◆ Dataset items ◆
=-=-=

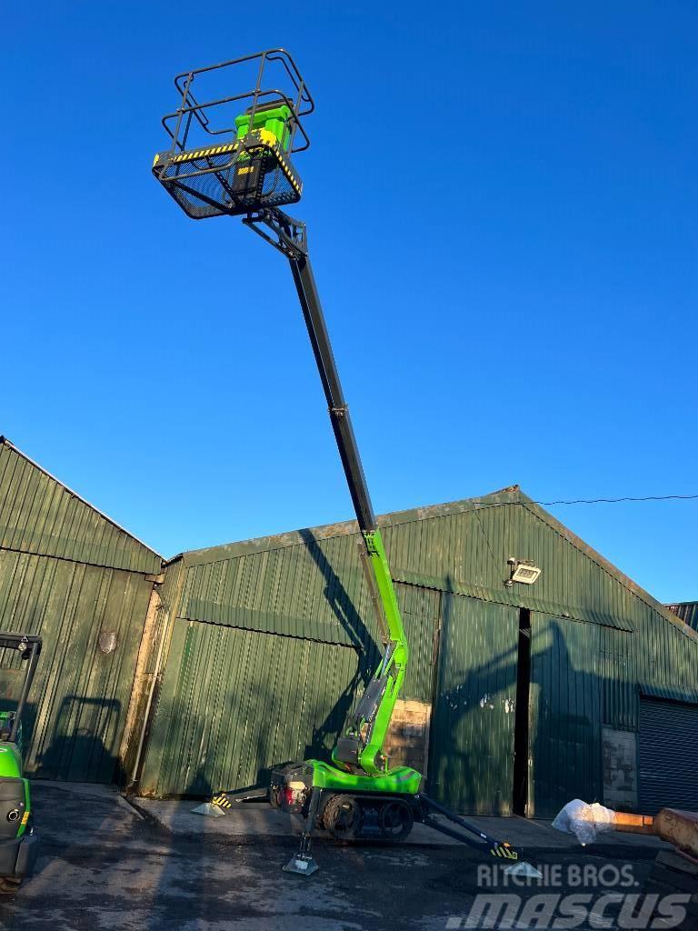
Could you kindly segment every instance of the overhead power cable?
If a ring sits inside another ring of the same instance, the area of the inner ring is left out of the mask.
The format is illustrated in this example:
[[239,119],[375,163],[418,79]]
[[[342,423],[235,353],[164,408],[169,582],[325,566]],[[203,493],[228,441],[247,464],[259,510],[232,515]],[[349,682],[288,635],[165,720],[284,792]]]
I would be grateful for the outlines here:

=-=-=

Reproduce the rows from their beginning through the line containing "[[239,119],[375,163],[418,79]]", including that line, and omit any pictures from your copy.

Could you kindly segment every instance of the overhead power cable?
If a ring sits inside another ring of the same instance, the area of the inner ring is left out of the mask.
The format is illustrated in this example:
[[239,119],[375,163],[418,79]]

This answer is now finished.